(Point labeling examples)
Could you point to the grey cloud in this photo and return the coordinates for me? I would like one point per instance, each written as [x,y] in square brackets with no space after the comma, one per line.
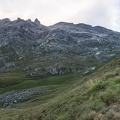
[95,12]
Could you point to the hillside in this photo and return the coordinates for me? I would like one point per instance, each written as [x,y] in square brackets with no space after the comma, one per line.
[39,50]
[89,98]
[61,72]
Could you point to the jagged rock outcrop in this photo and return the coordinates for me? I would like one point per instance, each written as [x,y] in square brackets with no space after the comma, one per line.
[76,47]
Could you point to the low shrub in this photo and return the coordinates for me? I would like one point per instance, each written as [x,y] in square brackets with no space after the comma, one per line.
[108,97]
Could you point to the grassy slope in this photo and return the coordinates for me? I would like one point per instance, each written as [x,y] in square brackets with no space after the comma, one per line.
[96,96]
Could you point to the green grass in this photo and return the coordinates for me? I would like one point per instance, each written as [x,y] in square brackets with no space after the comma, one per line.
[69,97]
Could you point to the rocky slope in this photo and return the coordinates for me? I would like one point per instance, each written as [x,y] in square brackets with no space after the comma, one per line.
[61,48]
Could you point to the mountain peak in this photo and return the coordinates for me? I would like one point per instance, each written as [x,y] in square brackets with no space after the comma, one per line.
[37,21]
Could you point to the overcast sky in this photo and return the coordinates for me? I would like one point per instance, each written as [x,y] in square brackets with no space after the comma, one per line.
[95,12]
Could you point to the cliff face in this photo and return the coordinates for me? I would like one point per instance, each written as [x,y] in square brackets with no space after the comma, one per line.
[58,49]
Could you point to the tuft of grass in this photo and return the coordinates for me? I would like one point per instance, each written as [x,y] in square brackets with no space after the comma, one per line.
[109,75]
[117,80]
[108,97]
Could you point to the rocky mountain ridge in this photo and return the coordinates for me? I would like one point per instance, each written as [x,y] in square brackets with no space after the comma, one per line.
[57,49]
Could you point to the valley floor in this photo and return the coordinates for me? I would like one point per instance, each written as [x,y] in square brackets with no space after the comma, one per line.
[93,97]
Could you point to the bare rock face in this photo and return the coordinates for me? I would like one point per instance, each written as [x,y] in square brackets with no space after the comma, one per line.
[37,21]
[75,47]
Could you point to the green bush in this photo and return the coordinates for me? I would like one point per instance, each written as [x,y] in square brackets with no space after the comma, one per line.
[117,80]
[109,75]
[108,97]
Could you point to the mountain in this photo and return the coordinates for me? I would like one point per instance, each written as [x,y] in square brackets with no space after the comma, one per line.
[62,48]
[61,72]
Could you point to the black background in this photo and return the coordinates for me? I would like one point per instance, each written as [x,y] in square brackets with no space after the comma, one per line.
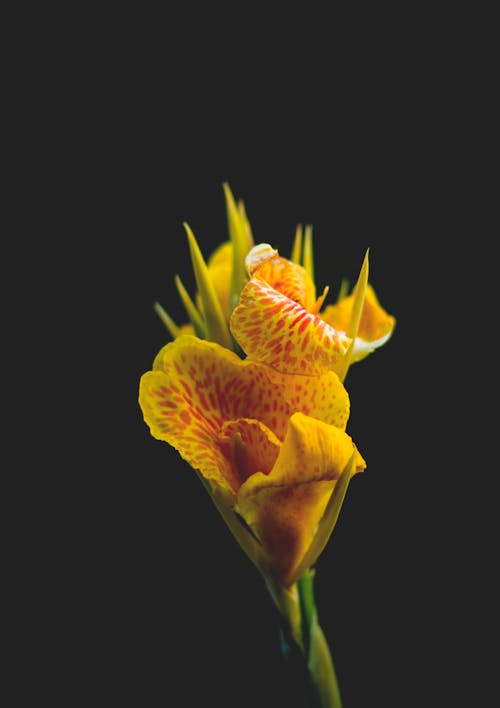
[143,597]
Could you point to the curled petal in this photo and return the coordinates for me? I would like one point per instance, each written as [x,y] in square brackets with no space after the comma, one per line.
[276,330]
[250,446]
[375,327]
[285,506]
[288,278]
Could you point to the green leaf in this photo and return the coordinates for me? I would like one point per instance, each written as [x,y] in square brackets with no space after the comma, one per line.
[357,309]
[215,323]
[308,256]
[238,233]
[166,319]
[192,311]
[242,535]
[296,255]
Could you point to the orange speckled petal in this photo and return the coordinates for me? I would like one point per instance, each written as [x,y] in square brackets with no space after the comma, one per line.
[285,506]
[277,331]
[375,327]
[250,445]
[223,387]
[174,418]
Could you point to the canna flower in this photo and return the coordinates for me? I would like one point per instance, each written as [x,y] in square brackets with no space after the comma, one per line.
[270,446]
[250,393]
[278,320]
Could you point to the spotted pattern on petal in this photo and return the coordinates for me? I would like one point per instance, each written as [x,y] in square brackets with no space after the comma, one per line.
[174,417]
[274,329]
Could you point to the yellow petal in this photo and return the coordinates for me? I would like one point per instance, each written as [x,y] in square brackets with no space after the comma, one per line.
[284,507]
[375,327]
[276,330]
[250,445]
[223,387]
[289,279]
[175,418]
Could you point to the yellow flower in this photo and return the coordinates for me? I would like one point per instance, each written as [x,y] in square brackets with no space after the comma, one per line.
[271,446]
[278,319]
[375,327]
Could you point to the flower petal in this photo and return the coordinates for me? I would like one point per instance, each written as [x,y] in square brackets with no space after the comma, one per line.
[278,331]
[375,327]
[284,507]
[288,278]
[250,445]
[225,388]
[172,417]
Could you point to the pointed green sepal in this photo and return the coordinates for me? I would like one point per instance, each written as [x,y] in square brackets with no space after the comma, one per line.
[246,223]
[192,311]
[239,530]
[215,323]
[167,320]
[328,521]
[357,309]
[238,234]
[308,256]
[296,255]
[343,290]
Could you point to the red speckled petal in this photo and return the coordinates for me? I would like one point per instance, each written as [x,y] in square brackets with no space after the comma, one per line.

_Short problem_:
The listing above must be printed again exactly, minus its pictures.

_Task result_:
Could you point to the grey cloud in this photo and return the coordinates for me? I would like one point per instance, each written as [x,y] in square brackets with no space after the comma, one per line.
[95,12]
Could you point to the hillside in this photo and return the coordinates for me? I would like one point per instance, each written as [x,y] in square brackets with no space after the comma, one per line.
[39,50]
[89,98]
[61,72]
Could you point to the jagged rock outcrop in this photo and return the coordinates for me? I would like one point per instance, each written as [x,y] in square brackets with no space after the comma, one per line.
[76,47]
Could you point to the low shrub in this photo and return the coordinates for me? I would like one point per instance, each written as [x,y] in square brackets with no space after the comma, one per line.
[108,97]
Could you point to the grassy slope in this photo and return the coordinates for me? I would like one point per instance, each written as [x,y] in square brackets with no space after the comma, one per line.
[96,96]
Could you point to the green grass in this photo and return the coordinates for me? I would like one point per instance, each written as [x,y] in square brackets with no space after the comma, one per line.
[69,97]
Could you point to the rocky slope in this photo and return the coordinates for me? I would like one point per instance, each written as [x,y] in square brackets with no space after the comma, one per line.
[61,48]
Could you point to the mountain peak in this photo and return the coordinates for me? I would like one point per instance, each written as [x,y] in square brackets with no space after the comma, one per line.
[37,21]
Could you point to the overcast sky in this photo and return the coordinates for me? I would like one point per instance, each written as [x,y] in square brackets with no space after the comma, one per line.
[95,12]
Could you point to the cliff face in this photo and return the coordinates for me? I would like one point per instance, each written as [x,y] in square brackets with no space after the comma, one per line.
[58,49]
Could you point to the tuft of grass in this photo and return the coordinates for me? I would like one point per instance, each written as [x,y] in square brackets with no space after the comma, one per line.
[109,75]
[117,80]
[108,97]
Could you point to the rocky mountain ridge in this photo and return the coordinates for me? I would like one point per instance, each written as [x,y] in square brackets with no space after the comma, one per line.
[57,49]
Could you point to the valley floor in this photo and return the coordinates for me? I would like one point per instance, each written as [x,y] in square brackets with no space after the comma, one per line.
[93,97]
Could you point to the bare rock face in this photo and return the coordinates for me? I would like one point per instance, each written as [x,y] in square brackets with no space after the comma, one per line.
[37,21]
[75,47]
Could you point to the green bush in this photo and return the coordinates for me? I would like one point per instance, each written as [x,y] in square brackets with no space after the comma, one per line.
[117,80]
[109,75]
[108,97]
Could you point to the mountain in this photo and return the coordinates for me? I would like one point per instance, each written as [x,y] in square brackets with no space after the comma, one per line.
[62,48]
[61,72]
Could you point to the black background in this photo and return the coordinates for me? I would like one point per instance, each written as [x,y] in square brackets with no space after the comma, one per line.
[143,597]
Could you point to the curled petal in this photo and return the coordinates for me? I would like one point per instance, each written as [x,y] in square brackets with no space after the comma, one per line.
[276,330]
[250,446]
[375,327]
[285,506]
[288,278]
Could you point to the green leaf in this photo and return the coordinates for me? I would like one point per instance, each written as [x,y] in square brackets with no space after the comma, one per line.
[357,309]
[215,323]
[308,256]
[238,233]
[166,319]
[192,311]
[242,535]
[296,255]
Could you point to the orange speckled petal in this photo and return the coordinates for me? I would like one point per instance, each written as [x,y] in square brackets with no space after the comma, one per line.
[285,506]
[277,331]
[375,327]
[250,445]
[223,387]
[174,418]
Could you point to the canna flower in this photo and return the coordinates for me? I would like one point per instance, each written as [x,y] in square brackets with no space after the comma, one per line.
[270,446]
[250,393]
[278,320]
Could you point to the spotted pattern on petal in this photo and return the coordinates for me? I would like one point per instance, each written as [x,y] in square brackets with no space after the comma, one per line.
[174,417]
[274,329]
Could you point to the yellow petal in this photo and return the coordinates for me? I would like one point per instance, each written as [x,y] in square brackets with no space after the comma, one per line.
[284,507]
[375,327]
[276,330]
[250,445]
[223,387]
[289,279]
[175,418]
Could you point to the yellow flower in this photo and return the coordinates for me? I would like one point per instance, each written as [x,y] in square brackets with no space after the comma, one per line.
[271,446]
[278,319]
[375,327]
Could you point to the flower petal in this photo and return the coordinates for me? I would like one point per instance, each written as [x,y] in square brackets with no space after the comma, one per line.
[278,331]
[375,327]
[284,507]
[288,278]
[250,445]
[225,388]
[172,417]
Could you point to the pointed green sepal in this photo and return the coordinates for me? I would like one point per instance, each written as [x,y] in square brackets with no space after the comma, one per line.
[246,223]
[192,311]
[239,530]
[215,323]
[167,320]
[328,521]
[357,309]
[238,234]
[308,256]
[296,255]
[343,290]
Could you point to the red speckled petal in this photo and return the coordinates for me? I would like one point per instance, each written as [x,y] in square brackets with no space after the comma, one per line.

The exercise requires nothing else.